--- BEGIN Input data ---

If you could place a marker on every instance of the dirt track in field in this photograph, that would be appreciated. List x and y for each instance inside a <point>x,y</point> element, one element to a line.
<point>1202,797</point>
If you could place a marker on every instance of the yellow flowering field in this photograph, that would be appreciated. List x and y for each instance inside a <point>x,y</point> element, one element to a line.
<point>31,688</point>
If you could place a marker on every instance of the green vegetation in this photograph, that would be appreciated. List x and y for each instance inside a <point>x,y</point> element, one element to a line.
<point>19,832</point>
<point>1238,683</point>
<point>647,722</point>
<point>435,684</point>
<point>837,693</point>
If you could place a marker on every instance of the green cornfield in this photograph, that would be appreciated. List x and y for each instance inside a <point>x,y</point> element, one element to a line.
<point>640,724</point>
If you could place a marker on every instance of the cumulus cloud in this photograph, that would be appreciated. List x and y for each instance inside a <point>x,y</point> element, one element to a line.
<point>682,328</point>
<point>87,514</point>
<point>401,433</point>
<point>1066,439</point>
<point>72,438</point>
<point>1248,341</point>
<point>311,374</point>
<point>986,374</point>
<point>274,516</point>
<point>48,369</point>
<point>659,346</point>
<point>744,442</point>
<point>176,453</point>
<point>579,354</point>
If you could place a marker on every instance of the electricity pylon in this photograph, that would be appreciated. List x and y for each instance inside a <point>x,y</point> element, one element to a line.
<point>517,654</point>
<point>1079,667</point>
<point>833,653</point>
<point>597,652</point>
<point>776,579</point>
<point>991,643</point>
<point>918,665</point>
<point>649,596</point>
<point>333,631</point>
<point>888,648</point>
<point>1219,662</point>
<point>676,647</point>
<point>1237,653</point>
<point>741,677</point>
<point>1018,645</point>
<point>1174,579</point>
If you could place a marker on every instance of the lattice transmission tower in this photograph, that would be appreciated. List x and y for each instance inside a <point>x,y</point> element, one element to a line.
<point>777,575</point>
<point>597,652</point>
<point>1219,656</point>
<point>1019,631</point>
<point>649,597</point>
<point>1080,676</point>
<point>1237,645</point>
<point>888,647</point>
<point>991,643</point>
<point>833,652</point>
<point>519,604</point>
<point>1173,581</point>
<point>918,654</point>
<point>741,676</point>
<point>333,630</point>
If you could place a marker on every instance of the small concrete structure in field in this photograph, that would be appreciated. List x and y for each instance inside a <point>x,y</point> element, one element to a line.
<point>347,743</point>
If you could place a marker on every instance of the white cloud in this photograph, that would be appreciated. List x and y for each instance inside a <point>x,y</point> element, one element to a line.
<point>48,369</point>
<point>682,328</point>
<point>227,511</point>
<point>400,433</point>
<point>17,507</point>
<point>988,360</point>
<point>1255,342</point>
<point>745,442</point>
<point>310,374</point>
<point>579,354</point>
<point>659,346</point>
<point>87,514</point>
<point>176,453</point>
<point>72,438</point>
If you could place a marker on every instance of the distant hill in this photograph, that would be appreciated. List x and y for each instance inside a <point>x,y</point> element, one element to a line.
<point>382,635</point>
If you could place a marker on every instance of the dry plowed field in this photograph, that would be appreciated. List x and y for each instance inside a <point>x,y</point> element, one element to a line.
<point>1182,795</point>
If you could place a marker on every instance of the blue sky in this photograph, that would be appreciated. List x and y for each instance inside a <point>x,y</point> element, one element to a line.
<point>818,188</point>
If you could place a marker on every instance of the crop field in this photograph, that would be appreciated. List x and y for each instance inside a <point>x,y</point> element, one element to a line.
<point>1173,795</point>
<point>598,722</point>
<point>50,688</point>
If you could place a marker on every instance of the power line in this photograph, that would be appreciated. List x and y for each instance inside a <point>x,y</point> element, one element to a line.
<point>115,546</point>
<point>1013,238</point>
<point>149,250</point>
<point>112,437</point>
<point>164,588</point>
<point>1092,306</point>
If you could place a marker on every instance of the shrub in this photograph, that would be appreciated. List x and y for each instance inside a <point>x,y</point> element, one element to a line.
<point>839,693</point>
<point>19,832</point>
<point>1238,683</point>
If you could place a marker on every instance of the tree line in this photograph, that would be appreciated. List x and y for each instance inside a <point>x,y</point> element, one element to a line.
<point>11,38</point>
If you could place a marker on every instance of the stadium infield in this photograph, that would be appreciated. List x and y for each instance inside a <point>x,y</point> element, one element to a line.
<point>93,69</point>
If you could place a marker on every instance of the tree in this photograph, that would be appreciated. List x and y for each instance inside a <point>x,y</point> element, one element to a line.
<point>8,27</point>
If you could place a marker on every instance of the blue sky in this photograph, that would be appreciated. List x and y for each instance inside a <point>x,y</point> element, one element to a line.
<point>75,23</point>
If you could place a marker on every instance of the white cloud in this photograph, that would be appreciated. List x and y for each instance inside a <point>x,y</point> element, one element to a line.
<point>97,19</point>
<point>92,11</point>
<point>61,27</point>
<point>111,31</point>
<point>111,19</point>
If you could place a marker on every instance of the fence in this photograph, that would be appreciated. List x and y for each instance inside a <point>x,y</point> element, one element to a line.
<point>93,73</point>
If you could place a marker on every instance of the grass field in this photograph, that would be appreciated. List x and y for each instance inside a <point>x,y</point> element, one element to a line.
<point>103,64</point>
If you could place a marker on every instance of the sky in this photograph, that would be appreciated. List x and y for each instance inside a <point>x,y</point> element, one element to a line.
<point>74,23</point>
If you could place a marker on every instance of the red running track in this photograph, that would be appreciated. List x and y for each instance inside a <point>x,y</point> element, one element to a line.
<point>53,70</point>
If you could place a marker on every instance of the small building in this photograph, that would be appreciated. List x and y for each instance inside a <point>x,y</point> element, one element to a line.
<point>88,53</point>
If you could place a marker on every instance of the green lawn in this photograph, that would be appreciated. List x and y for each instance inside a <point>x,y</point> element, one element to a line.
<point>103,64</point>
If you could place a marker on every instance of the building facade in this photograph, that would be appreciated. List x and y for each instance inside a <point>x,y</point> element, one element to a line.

--- END Input data ---

* [Requirement]: Rewrite the rows above with every "marker" switched to "dot", leaving everything else unchanged.

* [Exercise solution]:
If you could place a dot on every instance of the dirt track in field in this photograph, that would be appreciated. List x and y for each instance inside a <point>x,y</point> element, one element to a line.
<point>1202,797</point>
If you could place a dot on every instance of the yellow flowering field in this photograph, that would be appreciated. List x and y for each instance inside a <point>x,y</point> element, one element to a line.
<point>31,688</point>
If you could place a dot on every instance of the green vegetation in this photograph, that would be appreciated. List x and y for each instance inside a <point>x,y</point> element, one element to a line.
<point>19,832</point>
<point>1238,683</point>
<point>647,722</point>
<point>435,684</point>
<point>837,693</point>
If you could place a dot on every instance of the green cornfield in this photograph, that would be appreciated. List x and y for each instance inside a <point>x,y</point> element, one element to a line.
<point>640,724</point>
If you could place a dot on every instance of the cumulus cloud in this photograph, that would be appreciated. List x and y for each instance inside a <point>x,y</point> element, one element to a line.
<point>682,328</point>
<point>87,514</point>
<point>401,433</point>
<point>1066,439</point>
<point>72,438</point>
<point>1248,341</point>
<point>311,374</point>
<point>986,374</point>
<point>274,516</point>
<point>48,369</point>
<point>659,346</point>
<point>744,442</point>
<point>176,453</point>
<point>579,354</point>
If you could place a dot on every instance of the electricity pylon in this photograph, that would be appreciated. List x and y for each instance inside a <point>x,y</point> element, one element to a line.
<point>517,654</point>
<point>1079,667</point>
<point>833,653</point>
<point>597,652</point>
<point>776,579</point>
<point>991,643</point>
<point>918,665</point>
<point>649,596</point>
<point>333,631</point>
<point>888,648</point>
<point>1219,662</point>
<point>676,647</point>
<point>1237,653</point>
<point>741,677</point>
<point>1018,645</point>
<point>1174,579</point>
If you could place a dot on every instance of the lattice transmission tower in this photograph, that would be appreciated. List x and y for each instance inside a <point>x,y</point> element, one element to a line.
<point>777,575</point>
<point>597,652</point>
<point>1219,656</point>
<point>1019,631</point>
<point>649,597</point>
<point>1080,676</point>
<point>1237,645</point>
<point>888,647</point>
<point>991,643</point>
<point>833,652</point>
<point>519,604</point>
<point>1173,581</point>
<point>918,654</point>
<point>741,676</point>
<point>333,630</point>
If you could place a dot on every instance of the small concrete structure in field in this photograph, that would be appreciated. List x and y for each instance inside a <point>x,y</point> element, one element to a line.
<point>347,743</point>
If you could place a dot on every instance of the white cloud in this photograph, that would be appreciated. List x and y for each instance inside a <point>x,y</point> element, one element to a line.
<point>48,369</point>
<point>682,328</point>
<point>227,511</point>
<point>400,433</point>
<point>17,507</point>
<point>988,360</point>
<point>1255,342</point>
<point>745,442</point>
<point>310,374</point>
<point>579,354</point>
<point>659,346</point>
<point>87,514</point>
<point>176,453</point>
<point>72,438</point>
If you could place a dot on every instance of the distant hill in this photograph, that would be appreciated. List x and y for each instance inside a <point>x,y</point> element, one element to a line.
<point>382,635</point>
If you could place a dot on every instance of the dry plowed field in this photograph, that would be appreciated. List x and y for each instance inside a <point>x,y</point> element, one element to a line.
<point>1182,795</point>
If you could place a dot on every instance of the blue sky in this photograph, that would be appreciated. List x and y for each instance inside a <point>x,y</point> element, one element to a line.
<point>818,188</point>
If you could place a dot on every instance of the crop field in this photograph, that would be appreciated. List x and y for each instance inside a <point>x,y</point> element, one element to a line.
<point>1173,795</point>
<point>598,722</point>
<point>50,688</point>
If you could place a dot on every instance of the power line in this photograph, that would be appreciated. List x and y for each instance inside a <point>x,y</point> element, one element to a line.
<point>115,546</point>
<point>1013,238</point>
<point>149,250</point>
<point>112,437</point>
<point>164,588</point>
<point>1092,306</point>
If you could place a dot on every instance of the shrub in this photograph, that would be appreciated. List x and y for each instance inside a <point>x,y</point> element, one element to a line.
<point>839,693</point>
<point>19,832</point>
<point>1238,683</point>
If you could place a dot on every instance of the tree line in this photograph, that would be appreciated. List x and y for each instance inside a <point>x,y</point> element, one element to a line.
<point>11,38</point>
If you could place a dot on every instance of the stadium infield in this photograph, that would be appreciated. List x and y for each instance inside a <point>x,y</point> element, one element to a line.
<point>93,69</point>
If you could place a dot on every instance of the tree in this photograph, that would be appreciated. List x and y for each instance inside a <point>x,y</point> element, one element to a line.
<point>8,27</point>
If you could place a dot on every instance of the blue sky in this photograph, that would be appreciated. List x and y for each instance inside a <point>x,y</point> element, one element to a line.
<point>75,23</point>
If you could place a dot on every instance of the white cloud in this photograph, that would be appreciated. List x and y for each instance inside a <point>x,y</point> element, one element to a line.
<point>97,19</point>
<point>92,11</point>
<point>61,27</point>
<point>111,31</point>
<point>111,19</point>
If you could place a dot on every instance of the fence in this photograph, that would be appreciated. List x and y for each instance inside a <point>x,y</point> element, one element to a line.
<point>93,73</point>
If you could place a dot on every instance of the grass field in this photograph, that would be appreciated. List x and y for each instance inside a <point>x,y</point> element, one element to a line.
<point>103,64</point>
If you could place a dot on every instance of the sky in this photograph, that would be appreciated. List x and y for each instance inside a <point>x,y</point> element, one element to a line.
<point>74,23</point>
If you could place a dot on every instance of the red running track in this photograph, that would be appreciated. List x and y for each instance inside a <point>x,y</point> element, one element to a line.
<point>53,70</point>
If you could place a dot on every instance of the small building in this photograph, that would be appreciated. List x and y for each instance inside a <point>x,y</point> element, one element to a line.
<point>88,53</point>
If you could place a dot on every instance of the green lawn in this photograph, that would be appreciated. List x and y for each instance inside a <point>x,y</point> element, one element to a line.
<point>103,64</point>
If you could place a dot on every instance of the building facade in this photograph, that would be appreciated. List x and y for each instance inside a <point>x,y</point> element, one element to a line.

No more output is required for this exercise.